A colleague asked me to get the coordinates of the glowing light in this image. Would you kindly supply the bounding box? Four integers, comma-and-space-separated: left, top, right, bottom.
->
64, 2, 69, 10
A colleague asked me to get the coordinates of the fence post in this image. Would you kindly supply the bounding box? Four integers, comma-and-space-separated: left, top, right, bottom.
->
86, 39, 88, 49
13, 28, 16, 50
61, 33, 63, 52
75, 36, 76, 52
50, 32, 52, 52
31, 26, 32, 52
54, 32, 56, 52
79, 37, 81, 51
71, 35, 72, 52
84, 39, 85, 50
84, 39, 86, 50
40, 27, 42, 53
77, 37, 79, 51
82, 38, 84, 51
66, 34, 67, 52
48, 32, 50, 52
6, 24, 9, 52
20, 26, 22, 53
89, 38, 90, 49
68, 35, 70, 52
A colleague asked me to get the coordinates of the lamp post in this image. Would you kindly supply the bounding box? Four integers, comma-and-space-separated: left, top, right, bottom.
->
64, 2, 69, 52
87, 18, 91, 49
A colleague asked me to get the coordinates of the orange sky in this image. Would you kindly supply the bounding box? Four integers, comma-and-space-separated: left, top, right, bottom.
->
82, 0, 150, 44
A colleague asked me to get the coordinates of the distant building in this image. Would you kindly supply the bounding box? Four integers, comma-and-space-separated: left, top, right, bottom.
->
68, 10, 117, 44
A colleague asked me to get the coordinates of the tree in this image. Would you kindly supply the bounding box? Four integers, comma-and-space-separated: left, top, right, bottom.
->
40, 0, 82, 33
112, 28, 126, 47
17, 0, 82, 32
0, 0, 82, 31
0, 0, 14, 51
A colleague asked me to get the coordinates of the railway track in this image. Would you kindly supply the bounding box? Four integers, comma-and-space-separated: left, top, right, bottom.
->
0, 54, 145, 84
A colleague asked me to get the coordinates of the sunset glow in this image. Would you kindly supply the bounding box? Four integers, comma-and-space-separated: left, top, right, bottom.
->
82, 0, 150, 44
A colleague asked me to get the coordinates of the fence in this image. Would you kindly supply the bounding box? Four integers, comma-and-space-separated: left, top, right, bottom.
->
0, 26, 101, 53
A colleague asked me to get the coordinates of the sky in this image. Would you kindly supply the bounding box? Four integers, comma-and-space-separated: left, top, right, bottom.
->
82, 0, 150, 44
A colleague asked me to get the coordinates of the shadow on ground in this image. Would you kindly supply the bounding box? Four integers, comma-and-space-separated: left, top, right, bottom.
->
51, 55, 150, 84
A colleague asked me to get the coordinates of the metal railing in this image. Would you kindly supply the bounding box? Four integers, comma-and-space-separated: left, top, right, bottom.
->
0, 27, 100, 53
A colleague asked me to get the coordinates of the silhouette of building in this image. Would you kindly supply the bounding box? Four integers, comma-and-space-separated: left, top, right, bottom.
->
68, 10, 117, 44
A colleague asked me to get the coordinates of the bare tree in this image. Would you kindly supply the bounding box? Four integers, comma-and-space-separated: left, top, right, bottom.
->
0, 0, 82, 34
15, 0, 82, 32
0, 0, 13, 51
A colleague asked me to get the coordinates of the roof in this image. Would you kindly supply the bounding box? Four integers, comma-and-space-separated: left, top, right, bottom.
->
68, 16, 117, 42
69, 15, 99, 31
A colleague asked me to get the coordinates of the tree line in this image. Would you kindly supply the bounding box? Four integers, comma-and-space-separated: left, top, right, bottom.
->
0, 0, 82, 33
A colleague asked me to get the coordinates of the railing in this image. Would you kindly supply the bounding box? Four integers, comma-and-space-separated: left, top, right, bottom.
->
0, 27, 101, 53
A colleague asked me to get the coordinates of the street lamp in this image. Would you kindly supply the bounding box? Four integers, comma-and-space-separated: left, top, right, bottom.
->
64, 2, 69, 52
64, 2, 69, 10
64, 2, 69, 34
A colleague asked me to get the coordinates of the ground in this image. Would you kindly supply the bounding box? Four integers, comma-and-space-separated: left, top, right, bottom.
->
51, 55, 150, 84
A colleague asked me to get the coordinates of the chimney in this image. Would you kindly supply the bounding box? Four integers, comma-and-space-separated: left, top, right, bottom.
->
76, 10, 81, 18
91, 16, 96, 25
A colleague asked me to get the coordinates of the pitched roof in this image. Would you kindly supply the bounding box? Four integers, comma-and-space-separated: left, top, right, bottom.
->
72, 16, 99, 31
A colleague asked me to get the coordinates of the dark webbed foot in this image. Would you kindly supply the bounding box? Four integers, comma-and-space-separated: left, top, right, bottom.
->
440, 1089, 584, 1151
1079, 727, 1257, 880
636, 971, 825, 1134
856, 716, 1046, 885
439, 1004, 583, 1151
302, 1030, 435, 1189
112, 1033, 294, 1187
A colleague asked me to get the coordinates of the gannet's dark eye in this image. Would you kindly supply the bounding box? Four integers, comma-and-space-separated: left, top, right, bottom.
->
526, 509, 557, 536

·····

Your answer should be the whole listing above, repeated exactly as it appears.

== ANSWER SECTION ==
A colleague asked me to get the coordinates of the glowing light in this image. Would you kindly supply the bounding box? Four integers, comma-and-space-separated: left, top, right, bottom.
->
64, 2, 69, 10
A colleague asked me to get the coordinates of the fence post in this image. Would you kindly supply the bounding box? Four integers, comma-and-space-separated: left, top, right, bottom.
->
86, 39, 88, 49
13, 28, 16, 50
61, 33, 63, 52
75, 36, 76, 52
50, 32, 52, 52
31, 26, 32, 52
54, 32, 56, 52
79, 37, 81, 51
71, 35, 72, 52
84, 39, 85, 50
84, 39, 86, 50
40, 27, 42, 53
77, 37, 79, 51
82, 38, 84, 51
66, 34, 67, 52
48, 32, 50, 52
6, 24, 9, 52
20, 26, 22, 53
89, 38, 90, 49
68, 35, 70, 52
A colleague asked me to get the coordinates of the lamp post in this image. Would you kindly supply the bounding box? Four integers, comma-and-space-separated: left, top, right, bottom.
->
64, 2, 69, 52
87, 18, 91, 49
A colleague asked me to get the coordinates of the orange sky in this image. Would you kindly supply the bounding box? Four integers, comma-and-space-separated: left, top, right, bottom.
->
82, 0, 150, 44
A colleague asked me to get the coordinates of the distant building in this image. Would you kindly supply the bounding box? Four integers, comma-and-space-separated: left, top, right, bottom.
->
68, 10, 117, 44
A colleague asked me to get the coordinates of the tree in this image. Would you kindly supply the bounding box? Four integers, comma-and-space-separated: left, top, right, bottom.
->
40, 0, 82, 33
112, 28, 126, 47
17, 0, 82, 32
0, 0, 82, 31
0, 0, 14, 51
A colleague asked me to get the coordinates of the railway track in this image. Would you kindly supply the bounding box? Four integers, comma-and-space-separated: left, top, right, bottom.
->
0, 54, 145, 84
A colleague asked me to get the coordinates of the sunset glow in this image. Would you kindly supply the bounding box? Four integers, comma-and-space-separated: left, top, right, bottom.
->
82, 0, 150, 44
A colleague asked me to get the coordinates of the fence in this image. Would you kindly supply the bounding box? Four integers, comma-and-space-separated: left, top, right, bottom.
->
0, 26, 101, 53
A colleague asked me to get the coordinates of the sky in this image. Would you kindly supply the bounding box? Four integers, comma-and-space-separated: left, top, right, bottom.
->
82, 0, 150, 44
A colleague asked me to get the coordinates of the shadow on ground in this image. Would you kindly supply the bounding box? Four integers, comma-and-space-separated: left, top, right, bottom.
->
51, 55, 150, 84
A colleague asked me to get the coordinates of the metal railing in this image. Would you kindly supply the bounding box? Four integers, comma-and-space-separated: left, top, right, bottom.
->
0, 27, 100, 53
A colleague asked me to get the coordinates of the silhouette of building in this image. Would you kindly supply the bounding box? Four integers, comma-and-space-separated: left, top, right, bottom.
->
68, 10, 117, 44
A colleague asked me to get the coordinates of the bare tree in this image. Would you kindly supply the bounding box? Four integers, comma-and-space-separated: left, top, right, bottom.
->
0, 0, 82, 34
15, 0, 82, 32
0, 0, 13, 51
A colleague asked me to get the coordinates of the roof in this image. Would you kindly supply the bounding box? Four integers, comma-and-space-separated: left, top, right, bottom.
->
68, 16, 117, 42
69, 15, 99, 31
A colleague asked me to get the coordinates of the tree line in this image. Would you kindly supply the bounding box? Four integers, comma-and-space-separated: left, top, right, bottom.
->
0, 0, 82, 33
A colleague asked me to get the coordinates of the railing in this image. Would you kindly supply the bounding box? Four integers, comma-and-space-separated: left, top, right, bottom.
->
0, 27, 101, 53
A colleague asked me to get the coordinates of the street lamp in this image. Would you kindly supply the bounding box? Four integers, comma-and-space-separated: left, top, right, bottom.
->
64, 2, 69, 52
64, 2, 69, 10
64, 2, 69, 34
A colleague asked me to get the coordinates of the ground in this image. Would you kindly supply the bounding box? Four integers, comma-and-space-separated: left, top, right, bottom.
->
51, 55, 150, 84
A colleague asked me to get the coordinates of the chimney in this image. Would you kindly supply the bounding box? Four integers, comma-and-space-separated: left, top, right, bottom.
->
76, 10, 81, 18
91, 16, 96, 25
A colleague asked me to get the coordinates of the pitched roof in this image. Would you kindly supply the bounding box? Four integers, comma-and-space-separated: left, top, right, bottom.
->
72, 16, 99, 31
A colleague asked me to get the coordinates of the dark webbed foot in this image. Would you kindly supply the bounding box? Four integers, comma-and-space-separated: left, top, right, bottom.
->
440, 1089, 584, 1151
1079, 727, 1257, 880
636, 971, 825, 1134
856, 716, 1046, 885
439, 1004, 583, 1151
302, 1030, 435, 1189
112, 1033, 294, 1187
A colleague asked me to get the coordinates of the gannet's dark eye in this image. Would you kindly supply the bounding box? Four integers, comma-and-space-separated: left, top, right, bottom.
->
526, 509, 557, 536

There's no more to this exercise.